■ Task objective ■
Reproduce the following material line for line, with no changes.

■ Working data ■
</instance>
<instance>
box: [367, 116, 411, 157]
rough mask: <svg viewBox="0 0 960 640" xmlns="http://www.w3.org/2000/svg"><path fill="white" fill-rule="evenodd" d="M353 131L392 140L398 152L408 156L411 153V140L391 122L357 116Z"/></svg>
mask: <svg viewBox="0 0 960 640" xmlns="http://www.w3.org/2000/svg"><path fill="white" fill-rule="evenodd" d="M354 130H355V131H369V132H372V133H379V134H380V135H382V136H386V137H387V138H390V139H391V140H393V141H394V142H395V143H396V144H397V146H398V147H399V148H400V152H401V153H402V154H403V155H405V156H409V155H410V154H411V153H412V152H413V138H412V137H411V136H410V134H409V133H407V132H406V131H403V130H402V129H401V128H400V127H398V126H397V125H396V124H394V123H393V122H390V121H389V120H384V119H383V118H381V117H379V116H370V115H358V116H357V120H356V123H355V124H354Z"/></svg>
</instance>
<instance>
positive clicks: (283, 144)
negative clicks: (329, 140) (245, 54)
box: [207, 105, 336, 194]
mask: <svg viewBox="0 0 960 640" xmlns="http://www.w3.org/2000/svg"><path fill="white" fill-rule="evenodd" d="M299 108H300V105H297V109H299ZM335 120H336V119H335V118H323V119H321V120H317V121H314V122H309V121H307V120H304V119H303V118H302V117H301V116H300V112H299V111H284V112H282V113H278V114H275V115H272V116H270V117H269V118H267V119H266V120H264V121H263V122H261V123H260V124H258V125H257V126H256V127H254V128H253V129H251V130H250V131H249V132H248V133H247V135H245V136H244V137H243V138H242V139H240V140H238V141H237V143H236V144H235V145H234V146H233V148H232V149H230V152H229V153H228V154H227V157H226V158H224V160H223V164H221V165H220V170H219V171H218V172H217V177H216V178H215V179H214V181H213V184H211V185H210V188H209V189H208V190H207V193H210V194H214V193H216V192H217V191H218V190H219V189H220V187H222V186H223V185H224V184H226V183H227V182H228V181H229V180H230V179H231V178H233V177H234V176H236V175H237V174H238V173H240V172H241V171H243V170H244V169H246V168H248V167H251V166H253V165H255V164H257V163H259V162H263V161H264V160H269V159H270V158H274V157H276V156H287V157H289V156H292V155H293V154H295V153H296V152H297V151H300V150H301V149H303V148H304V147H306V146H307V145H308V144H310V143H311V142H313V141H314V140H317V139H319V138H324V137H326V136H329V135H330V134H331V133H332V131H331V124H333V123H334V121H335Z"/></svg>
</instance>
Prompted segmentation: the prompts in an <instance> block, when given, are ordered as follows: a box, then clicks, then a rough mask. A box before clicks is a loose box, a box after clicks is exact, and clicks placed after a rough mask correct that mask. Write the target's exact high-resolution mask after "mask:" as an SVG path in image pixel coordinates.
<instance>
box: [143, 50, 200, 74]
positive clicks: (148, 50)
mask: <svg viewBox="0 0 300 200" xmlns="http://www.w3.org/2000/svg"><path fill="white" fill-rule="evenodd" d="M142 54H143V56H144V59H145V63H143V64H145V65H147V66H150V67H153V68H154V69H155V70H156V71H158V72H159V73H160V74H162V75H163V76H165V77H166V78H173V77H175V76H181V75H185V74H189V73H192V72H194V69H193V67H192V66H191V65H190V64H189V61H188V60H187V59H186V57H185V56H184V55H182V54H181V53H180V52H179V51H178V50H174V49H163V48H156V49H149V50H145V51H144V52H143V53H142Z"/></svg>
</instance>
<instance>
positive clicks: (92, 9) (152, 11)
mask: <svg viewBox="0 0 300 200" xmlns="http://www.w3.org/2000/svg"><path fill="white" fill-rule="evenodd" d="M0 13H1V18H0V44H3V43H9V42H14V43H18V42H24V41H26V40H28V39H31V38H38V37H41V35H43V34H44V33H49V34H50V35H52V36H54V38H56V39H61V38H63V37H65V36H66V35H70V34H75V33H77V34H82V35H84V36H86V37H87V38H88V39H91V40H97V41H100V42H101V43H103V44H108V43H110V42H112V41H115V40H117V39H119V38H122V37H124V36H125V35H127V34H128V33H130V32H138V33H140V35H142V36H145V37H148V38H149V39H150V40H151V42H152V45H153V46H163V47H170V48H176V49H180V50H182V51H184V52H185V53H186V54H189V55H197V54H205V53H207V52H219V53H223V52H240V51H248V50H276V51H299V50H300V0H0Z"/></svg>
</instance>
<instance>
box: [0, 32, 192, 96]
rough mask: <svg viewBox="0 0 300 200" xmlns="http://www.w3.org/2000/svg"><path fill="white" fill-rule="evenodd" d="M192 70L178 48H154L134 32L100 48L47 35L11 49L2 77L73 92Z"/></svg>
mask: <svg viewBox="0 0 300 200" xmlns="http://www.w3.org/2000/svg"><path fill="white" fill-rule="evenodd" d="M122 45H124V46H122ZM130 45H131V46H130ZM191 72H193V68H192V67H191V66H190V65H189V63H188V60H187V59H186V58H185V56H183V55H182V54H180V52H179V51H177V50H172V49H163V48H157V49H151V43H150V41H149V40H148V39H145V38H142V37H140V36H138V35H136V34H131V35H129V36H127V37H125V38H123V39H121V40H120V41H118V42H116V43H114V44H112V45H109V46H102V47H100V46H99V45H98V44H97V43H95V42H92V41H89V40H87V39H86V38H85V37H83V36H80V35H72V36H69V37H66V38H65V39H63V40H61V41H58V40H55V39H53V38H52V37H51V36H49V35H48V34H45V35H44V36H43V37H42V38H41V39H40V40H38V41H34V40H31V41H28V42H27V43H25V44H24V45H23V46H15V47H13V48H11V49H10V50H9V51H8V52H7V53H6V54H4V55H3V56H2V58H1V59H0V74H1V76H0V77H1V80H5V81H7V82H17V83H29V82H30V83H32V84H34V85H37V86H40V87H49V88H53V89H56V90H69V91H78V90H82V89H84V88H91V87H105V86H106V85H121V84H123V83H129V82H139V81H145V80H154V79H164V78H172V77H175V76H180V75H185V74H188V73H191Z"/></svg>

■ Your solution ■
</instance>
<instance>
box: [367, 116, 411, 157]
rough mask: <svg viewBox="0 0 960 640" xmlns="http://www.w3.org/2000/svg"><path fill="white" fill-rule="evenodd" d="M353 131L392 140L398 152L408 156L411 153V140L391 122L357 116Z"/></svg>
mask: <svg viewBox="0 0 960 640" xmlns="http://www.w3.org/2000/svg"><path fill="white" fill-rule="evenodd" d="M354 130H355V131H369V132H372V133H379V134H380V135H382V136H386V137H387V138H390V139H391V140H393V141H394V142H395V143H396V144H397V146H398V147H399V148H400V152H401V153H402V154H403V155H405V156H409V155H410V154H411V153H412V152H413V138H412V137H411V136H410V134H409V133H407V132H406V131H403V130H402V129H401V128H400V127H398V126H397V125H396V124H394V123H393V122H390V121H389V120H384V119H383V118H381V117H379V116H370V115H358V116H357V120H356V123H355V124H354Z"/></svg>
</instance>
<instance>
positive clicks: (283, 144)
negative clicks: (329, 140) (245, 54)
box: [207, 105, 336, 194]
mask: <svg viewBox="0 0 960 640" xmlns="http://www.w3.org/2000/svg"><path fill="white" fill-rule="evenodd" d="M299 108H300V105H297V109H299ZM335 120H336V119H335V118H323V119H321V120H317V121H314V122H309V121H307V120H304V119H303V118H302V117H301V116H300V112H299V111H284V112H282V113H278V114H275V115H272V116H270V117H269V118H267V119H266V120H264V121H263V122H261V123H260V124H258V125H257V126H256V127H254V128H253V129H251V130H250V131H249V132H248V133H247V135H245V136H244V137H243V138H242V139H240V140H238V141H237V143H236V144H235V145H234V146H233V148H232V149H230V152H229V153H228V154H227V157H226V158H224V160H223V164H221V165H220V170H219V171H218V172H217V177H216V178H215V179H214V181H213V184H211V185H210V188H209V189H208V190H207V193H210V194H214V193H216V192H217V191H218V190H219V189H220V187H222V186H223V185H224V184H226V183H227V182H228V181H229V180H230V179H231V178H233V177H234V176H236V175H237V174H238V173H240V172H241V171H243V170H244V169H246V168H248V167H251V166H253V165H255V164H257V163H259V162H263V161H264V160H269V159H270V158H274V157H276V156H287V157H289V156H292V155H293V154H295V153H296V152H297V151H300V150H301V149H303V148H304V147H306V146H307V145H308V144H310V143H311V142H313V141H314V140H317V139H319V138H324V137H326V136H329V135H330V134H331V133H332V131H331V124H333V123H334V121H335Z"/></svg>
</instance>
Prompted segmentation: the prompts in an <instance> block, when given, are ordered as follows: a box, then clicks, then a rough mask. A box before clicks is a loose box, a box after clicks is exact, and clicks placed after a rough mask correct that mask. Write the target's exact high-resolution mask after "mask:" as an SVG path in image pixel coordinates.
<instance>
box: [143, 50, 200, 74]
positive clicks: (148, 50)
mask: <svg viewBox="0 0 300 200" xmlns="http://www.w3.org/2000/svg"><path fill="white" fill-rule="evenodd" d="M142 54H143V56H144V59H145V63H143V64H145V65H147V66H150V67H153V68H154V69H155V70H156V71H158V72H159V73H160V74H162V75H163V76H165V77H166V78H173V77H175V76H181V75H185V74H189V73H192V72H194V69H193V67H192V66H191V65H190V64H189V61H188V60H187V59H186V57H185V56H184V55H182V54H181V53H180V52H179V51H178V50H174V49H163V48H156V49H149V50H145V51H144V52H143V53H142Z"/></svg>
</instance>
<instance>
positive clicks: (92, 9) (152, 11)
mask: <svg viewBox="0 0 300 200" xmlns="http://www.w3.org/2000/svg"><path fill="white" fill-rule="evenodd" d="M0 13H1V18H0V44H3V43H9V42H14V43H18V42H24V41H26V40H28V39H31V38H38V37H41V35H43V34H44V33H49V34H50V35H52V36H54V38H56V39H61V38H63V37H65V36H66V35H70V34H75V33H77V34H82V35H84V36H86V37H87V38H88V39H91V40H97V41H100V42H101V43H103V44H108V43H110V42H112V41H115V40H117V39H119V38H122V37H124V36H125V35H127V34H128V33H130V32H138V33H140V35H142V36H145V37H148V38H149V39H150V40H151V42H152V45H153V46H163V47H170V48H176V49H180V50H182V51H184V52H185V53H186V54H189V55H197V54H205V53H207V52H219V53H223V52H240V51H248V50H276V51H299V50H300V0H0Z"/></svg>
</instance>
<instance>
box: [0, 32, 192, 96]
rough mask: <svg viewBox="0 0 300 200" xmlns="http://www.w3.org/2000/svg"><path fill="white" fill-rule="evenodd" d="M192 70L178 48H154L134 32L100 48L47 35L11 49L2 77L73 92Z"/></svg>
mask: <svg viewBox="0 0 300 200" xmlns="http://www.w3.org/2000/svg"><path fill="white" fill-rule="evenodd" d="M122 45H124V46H122ZM130 45H131V46H130ZM191 72H193V68H192V67H191V66H190V65H189V63H188V60H187V59H186V58H185V56H183V55H182V54H180V52H179V51H177V50H172V49H163V48H157V49H151V43H150V41H149V40H148V39H145V38H142V37H140V36H138V35H136V34H131V35H129V36H127V37H125V38H123V39H121V40H120V41H118V42H116V43H114V44H112V45H109V46H102V47H100V46H99V45H98V44H97V43H95V42H92V41H89V40H87V39H86V38H85V37H83V36H80V35H72V36H69V37H66V38H65V39H63V40H61V41H58V40H55V39H53V38H52V37H51V36H49V35H48V34H45V35H44V36H43V37H42V38H41V39H40V40H38V41H34V40H31V41H28V42H27V43H25V44H24V45H23V46H15V47H13V48H11V49H10V50H9V51H8V52H7V53H6V54H4V55H3V56H2V58H1V59H0V74H1V76H0V77H1V80H5V81H7V82H17V83H29V82H30V83H32V84H34V85H37V86H40V87H49V88H53V89H56V90H69V91H78V90H82V89H84V88H91V87H105V86H106V85H121V84H123V83H129V82H139V81H145V80H154V79H164V78H172V77H175V76H180V75H185V74H188V73H191Z"/></svg>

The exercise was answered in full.